**SOURCE PASSAGE:**

*** Begin section ***

Authors

  1. Fenn, JR

Abstract

A mother's long night at her sick newborn's side. What can possibly ease the strain?

 

Article Content

I wake in a panic. Something is wrong. My newborn sleeps in the crib next to me, her swaddle tight and undisturbed. I pick her up. Her head feels hot. Way too hot.

  
Figure. Illustration... - Click to enlarge in new window Illustration by Barbara Hranilovich.

I rip off the swaddle and touch her body. She's burning up. My husband brings the thermometer. Her temperature reads 102. We call the doctor. "Go to the ER now," she says. "In a baby this young, this is a medical emergency."

 

At the ER, the intake specialist weighs our six-day-old daughter, whose body writhes as she screams on the cold table. In the bay the nurses hook her up to heart and oxygen monitors, take urine with a catheter, and start antibiotics.

 

A resident tells us our baby will need a spinal tap in case the unidentified virus has crossed into the spinal fluid. "The outcome is good if we catch it early," he says, his expression worried. He wears a button that says "This Doc Doesn't Drink Soda Pop." I can't believe he will stick a needle into my baby's spine.

 

My husband and I sit in the waiting room as we hear our daughter wail with pain, see the doctors come and go from her bay. He wraps his arm around me, though the pinched look to his face tells me he's horrified too. We're admitted to the pediatric ward, to a room with a double entry where doctors and nurses gown and mask themselves before they come into our tiny inner chamber. It's hardly big enough for a gray plastic chair and a massive white crib sized for a six-year-old.

 

We are in this room to protect other children on the ward from whatever our daughter has. After a while we learn that a nasal swab has come back positive for coxsackievirus, relatively harmless in older children but sometimes fatal in newborns. The attending looks at us over her white mask when I ask if my daughter is going to be OK. "There isn't the research for babies this young," she says, her eyes so huge I can see my terrified face reflected in them. I can't ask any more questions because my throat has swelled closed as I fight tears.

 

My husband leaves to take care of our three-year-old, who's getting over coxsackie at home.

 

I can't bear seeing my newborn's body in that gulf of a crib. I hold her in my arms, nurse her as much as she likes-she's thirsty from the fever. One nurse tells me she'd be better off in the crib so her fever can cool. I lay her down in her swaddle. I watch her, afraid she is going to die.

*** End section ***

**WHAT TO WORK ON:**
**A)** Rewrite the paragraph beginning "We are in this room" from the essay about the feverish newborn more briefly, keeping its main facts.
**B)** Carry on the essay about the feverish newborn, beginning right after its final sentence.

**INPUT DATA:**
*** Begin section ***

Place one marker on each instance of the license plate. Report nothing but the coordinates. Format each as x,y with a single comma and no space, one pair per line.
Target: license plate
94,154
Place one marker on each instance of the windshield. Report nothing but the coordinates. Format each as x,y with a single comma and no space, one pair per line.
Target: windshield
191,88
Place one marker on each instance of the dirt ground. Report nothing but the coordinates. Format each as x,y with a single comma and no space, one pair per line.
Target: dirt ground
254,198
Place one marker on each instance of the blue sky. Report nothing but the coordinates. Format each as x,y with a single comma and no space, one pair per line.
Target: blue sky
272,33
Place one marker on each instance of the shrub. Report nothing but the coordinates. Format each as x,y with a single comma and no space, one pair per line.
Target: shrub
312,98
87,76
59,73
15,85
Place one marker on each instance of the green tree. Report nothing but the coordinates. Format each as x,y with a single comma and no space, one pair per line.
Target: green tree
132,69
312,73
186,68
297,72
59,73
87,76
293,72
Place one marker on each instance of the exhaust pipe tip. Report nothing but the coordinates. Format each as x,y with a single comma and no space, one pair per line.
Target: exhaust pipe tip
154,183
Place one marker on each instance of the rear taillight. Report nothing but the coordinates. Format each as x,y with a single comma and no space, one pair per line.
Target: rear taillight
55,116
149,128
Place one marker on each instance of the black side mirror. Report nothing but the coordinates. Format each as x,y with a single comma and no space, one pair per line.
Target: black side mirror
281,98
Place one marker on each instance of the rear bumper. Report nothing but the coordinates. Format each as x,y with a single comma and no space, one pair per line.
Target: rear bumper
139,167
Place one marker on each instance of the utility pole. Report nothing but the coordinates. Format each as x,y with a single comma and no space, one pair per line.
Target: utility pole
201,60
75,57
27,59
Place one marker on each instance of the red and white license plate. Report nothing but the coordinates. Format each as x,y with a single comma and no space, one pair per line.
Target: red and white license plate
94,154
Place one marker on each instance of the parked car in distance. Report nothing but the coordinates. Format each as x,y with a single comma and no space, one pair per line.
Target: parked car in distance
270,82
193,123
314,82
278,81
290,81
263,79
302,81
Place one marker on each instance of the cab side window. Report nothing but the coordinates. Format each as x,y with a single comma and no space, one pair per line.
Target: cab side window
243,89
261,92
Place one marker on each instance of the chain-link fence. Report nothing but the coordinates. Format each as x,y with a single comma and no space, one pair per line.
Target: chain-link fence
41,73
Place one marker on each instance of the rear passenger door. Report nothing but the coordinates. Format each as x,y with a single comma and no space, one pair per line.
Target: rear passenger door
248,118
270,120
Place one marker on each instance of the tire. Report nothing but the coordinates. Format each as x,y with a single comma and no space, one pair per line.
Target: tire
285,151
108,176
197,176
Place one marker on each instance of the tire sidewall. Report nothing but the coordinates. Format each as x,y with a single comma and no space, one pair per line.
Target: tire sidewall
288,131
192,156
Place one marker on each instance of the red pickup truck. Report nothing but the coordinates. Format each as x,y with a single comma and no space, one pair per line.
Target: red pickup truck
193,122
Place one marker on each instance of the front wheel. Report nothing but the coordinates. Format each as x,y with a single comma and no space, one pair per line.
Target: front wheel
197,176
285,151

*** End section ***

**RESPONSES BY ITEM NUMBER:**
**A)** The baby is kept in the isolated room to protect other children on the ward. A nasal swab comes back positive for coxsackievirus, which is relatively harmless in older children but sometimes fatal in newborns. When the narrator asks whether her daughter will be OK, the masked attending says there isn't research for babies this young. Fighting tears, the narrator can't ask more questions.

**B)**
Another nurse comes into the room. She doesn't do medicines; she checks the supplies and restocks them. She has dark hair and a wide, gentle face. She looks at me in my gray chair, separated from my baby by a canyon of air and the high, white bars of the crib. "In Cuba," she says, "we hold the babies against our skin. Skin to skin. Helps the fever go away."

 

After she leaves, I pick up my daughter, open the swaddle, and hold her soft front against my bare chest. She quiets, resting there.

 

As night approaches, I worry about how I will sleep. My body hurts from giving birth six days before. The chair is hard. I will have to put my daughter back in the high crib, and I don't want to let her go, or place her so far away that I can't hear her if she wakes. The dark-haired nurse appears. She gives me more diapers and clean sheets for the crib. "Do not tell them I told you," she says. "You can ask for a bed. And a smaller crib. More comfortable for you."

 

"I'll be OK," I say. I don't want to trouble anyone. But I can't stop thinking about what she said.

 

The next time the lead nurse visits, I ask if I can have a hospital bed. She says it won't fit. I ask if there is a smaller crib to replace the giant one, so it would. I would never be this persistent, but the dark-haired nurse's words guide me.

 

A couple of hours later, I'm on a hospital bed. I can raise and lower the head and foot, so nursing and sitting do not cause so much pain. The giant crib has been replaced by a small one, and I can pull it right next to me, like a sidecar.

 

I do not see the other nurse again. She has gone off shift. Sometimes I wonder how she understood what I needed most when even I did not. She saw me more clearly than I did-a mother whose bruised muscles and back still ached from labor. She saw my fear for my baby, my need to hold her close. She saw the long night ahead of me, and prepared me for it. She was my advocate.

 

That night, as I dozed between visits from people taking vitals, I could touch my daughter when I wanted to check on her fever. I lay close to her because someone thought I mattered. As I cared for my baby, someone was caring for me.